ACTIVITY => Where the line containing "Place one keypoint on each instance of the metal" appears in the records below, begin there and write out each line exactly until the last one, and nothing more.

SOURCE RECORDS =>
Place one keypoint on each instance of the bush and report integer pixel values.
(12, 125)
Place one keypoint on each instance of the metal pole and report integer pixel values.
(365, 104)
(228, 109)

PROBLEM SOLUTION =>
Place one keypoint on each instance of the metal pole and report integer pixel values.
(365, 104)
(228, 109)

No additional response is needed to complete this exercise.